→ **Tugas Latihan**: Bisakah Anda melanjutkan artikel tentang Suksma Ratri di bawah ini, mulai setelah kalimat terakhirnya?

___ Artikel ___

Suksma Ratri adalah Pendiri akun Twitter @NSPR12, HIV (+) perempuan, pembela hak-hak perempuan, HIV/AIDS, migran, dan kesetaraan gender. Pengalaman hidupnya menjadikannya sebagai seorang konselor, mediator. Dia juga aktif di komunitas penulis. Beliau pernah berumah tangga dengan seorang suami ODHA (Orang dengan HIV atau AIDS) dan pada akhirnya beliau menjadi salah satu dari ODHA (Orang dengan HIV atau AIDS).

Suksma berkata, “Bicara soal perjalanan hidup, saya sering bingung harus mulai dari mana. Saya adalah seorang anak tunggal dari keluarga biasa saja, tapi saya selalu merasa bahwa saya mempunyai hidup yang sangat berwarna. Sejak masa kuliah, saya sudah sering membantu adik-adik kelas untuk menyelesaikan konflik pribadi, seperti kabur dari rumah, kecanduan narkoba sampai hamil di luar nikah dan semua datang kepada saya untuk minta bantuan. Saya selalu dengan senang hati membantu mereka. Saya tidak pernah segan meluangkan waktu untuk mendengarkan mereka. Orang tua saya tidak kaya, tapi kami kaya akan pengalaman. Ibu selalu mendorong saya untuk membantu teman.”

___ Informasi yang Diberikan ___

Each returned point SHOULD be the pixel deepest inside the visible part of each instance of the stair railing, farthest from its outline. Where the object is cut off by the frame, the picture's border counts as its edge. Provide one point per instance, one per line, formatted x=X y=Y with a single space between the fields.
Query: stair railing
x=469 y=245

___

→ **Jawaban yang Diharapkan**:
“Tahun 2001 saya diterima bekerja di sebuah hotel bintang lima di Bandung sebagai PR Officer. Di hotel inilah saya bertemu dengan almarhum/eks suami. Dia adalah seorang trainee yang magang di hotel tempat saya bekerja. Sikapnya yang baik, ramah, dan lucu membuat saya kepincut. Meskipun banyak orang yang menertawakan, kami tetap memutuskan untuk pacaran. Dalam setahun masa pacaran, saya melihat dia sangat terbuka soal masa lalunya yang kelam. Dia menceritakan semuanya, mulai dari masalah kecanduannya hingga pengalamannya masuk penjara karena dia menjadi Bandar Narkoba. Saya mencintai dia dengan sepenuh hati. Dan bagi saya, masa lalu yang kelam bukan menjadi masalah selama hal itu tidak terulang lagi.”

“Masa pacaran kami sudah tentu banyak pasang surutnya. Setelah putus-sambung beberapa kali, dia akhirnya melamar dan saya menerimanya. Dia berkata kepada saya bahwa dia merasa aman, ingin memperbaiki diri, hidup lurus dan ingin memiliki seseorang yang mengingatkannya ketika dia mulai kacau. Dan orang tersebut adalah saya. Saya luluh, terharu dan merasa dibutuhkan persis seperti ketika adik-adik kelas meminta bantuan saya untuk menjaga mereka.”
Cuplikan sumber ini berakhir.